• Conjunto de tarefas:
1. Reescreva de forma mais curta o parágrafo do texto sobre educar sem bater que começa com "Segundo: eu entendo", mantendo os fatos principais.
2. Retome o texto sobre educar sem bater do ponto em que ele para e escreva a continuação.

Quem convive comigo (ou ao
menos me conhece) sabe que balanço a bandeira de que não se educa crianças com
violência e, por isso, penso que não exista a palmada pedagógica. Talvez por
isso, recorrentemente, eu seja submetida a uma pergunta que me causa, ao mesmo
tempo, espanto e indignação: como você consegue educar seu filho sem bater
nele?
Em primeiro lugar confesso
que nestas horas sou imediatamente tomada de um espanto enorme, pois a minha
vontade é de responder com outra indagação: como alguém consegue bater numa
criança, já que não há, em minha opinião, nenhuma covardia maior que essa?
Ao mesmo tempo uma
indignação imensa me domina, pois a pergunta, normalmente, é feita por pessoas
que julgam a palmada um recurso indispensável na educação das crianças e, por
isso, legítima.
Bem, o post de hoje é fruto
de uma reflexão feita sobre a fatídica pergunta e, de tão recorrente, a
reflexão se tornou prioridade número 1 para esclarecer, de uma vez por todas, “como
consigo não bater no meu filho”.
Primeiro: Eu
não bato no Tomaz porque não sinto vontade, já que qualquer forma de violência
nunca fez parte do rol de estratégias que eu recorro, mesmo que na mente, na
hora de educar o pequeno. Assim, como não cogito essa possibilidade, jamais
tive que controlar a raiva e a vontade de bater nele, pois nunca a senti.
Vejam bem: qual brasileiro
(exceto os de paladar refinado e bolso tão refinado quanto) já sentiu vontade
de comer escargot? Certamente nenhum, já que esse prato não faz parte das opções
mais disponíveis no Brasil. É o mesmo quanto a vontade de bater no filho: quanto
menos essa prática for legitimada ou cogitada, mais distante ela estará de
nossas ações.
Segundo: eu
entendo que a maioria das coisas que ele faz são típicas da idade e não ações
premeditadas para tirar minha paciência. Um exemplo claro aconteceu hoje, no
café da manhã, quando metade de seu
prato de cuscuz foi parar no chão, porque a coordenação motora dele ainda não é
boa o suficiente para que ele coma sem sujar-se ou sujar o espaço. Se eu, a
adulta, me deixar tomar por uma chateação abrupta quando pegar a vassoura para
limpar a sujeirada certamente sentirei raiva, ao passo que se eu entender que
essa atividade faz parte do processo de crescimento dele e que, justo por
sujar-se ele aprenderá a comer adequadamente, respeitando o desenvolvimento da
criança, menos irritada eu ficarei quando ele errar e eu tiver que limpar.

• Amostra dos dados:
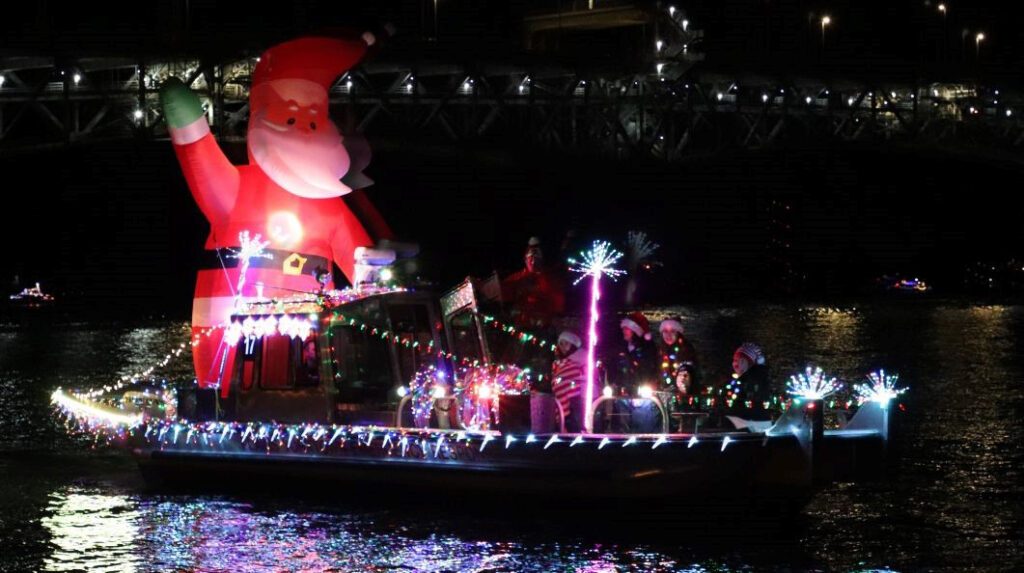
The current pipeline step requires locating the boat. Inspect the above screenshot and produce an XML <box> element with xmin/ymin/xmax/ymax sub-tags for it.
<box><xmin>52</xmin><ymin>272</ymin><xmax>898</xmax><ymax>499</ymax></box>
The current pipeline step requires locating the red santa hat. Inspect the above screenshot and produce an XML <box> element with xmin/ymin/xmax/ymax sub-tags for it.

• Respostas por tarefa:
1. Segundo: entendo que quase tudo o que meu filho faz é próprio da idade, e não feito para me tirar a paciência. Hoje, no café da manhã, metade do cuscuz dele foi parar no chão, porque sua coordenação motora ainda não permite que ele coma sem se sujar ou sujar o espaço. Se eu, a adulta, pegar a vassoura tomada pela chateação, vou sentir raiva. Se eu entender que sujar faz parte do crescimento e é assim que ele aprende a comer, fico menos irritada quando ele erra e eu preciso limpar.

2.
Terceiro: eu
sou a adulta nesta relação mãe e filho e, justo por isso, preciso ensinar ao Tom
as estratégias disponíveis para resolver problemas de formas mais assertivas. Se a cada conflito eu grito, esbravejo ou
bato nele, deixo de ofertá-lo algo que ainda lhe falta: o controle sobre suas
próprias emoções e a transformação do que sente em palavras, em formas mais evoluídas
de resolução de conflitos que os tapas e gritos.
Quarto: Se
eu legitimo bater como uma prática que pode ser utilizada nos momentos de
conflito, ensino ao meu filho que quando ele tiver um problema pode resolvê-lo batendo. Vejam que grave ensinamento.
Quinto: “Diversos
estudos já demonstraram que a punição, o castigo, os gritos, os beliscões, o
chamar a atenção de alguém na frente dos outros não são maneiras eficazes de
conseguir o progresso do autorrespeito e do respeito ao outro (...), são formas
de fazer com que nossos meninos e meninas cresçam sendo pessoas que, para se
sentirem felizes, precisam “mandar nos outros” ou “ser mandados por eles” o
tempo todo”. (TOGNETTA, 2014).
Sexto: Apenas
quem se sente respeitado pode respeitar os outros. Desse modo, se mesmo no
momento em que eu estiver com muita raiva ou muito triste eu continuar
respeitando meu filho, embora disciplinando-o , ele aprenderá que o respeito
não pode ser circunstancial.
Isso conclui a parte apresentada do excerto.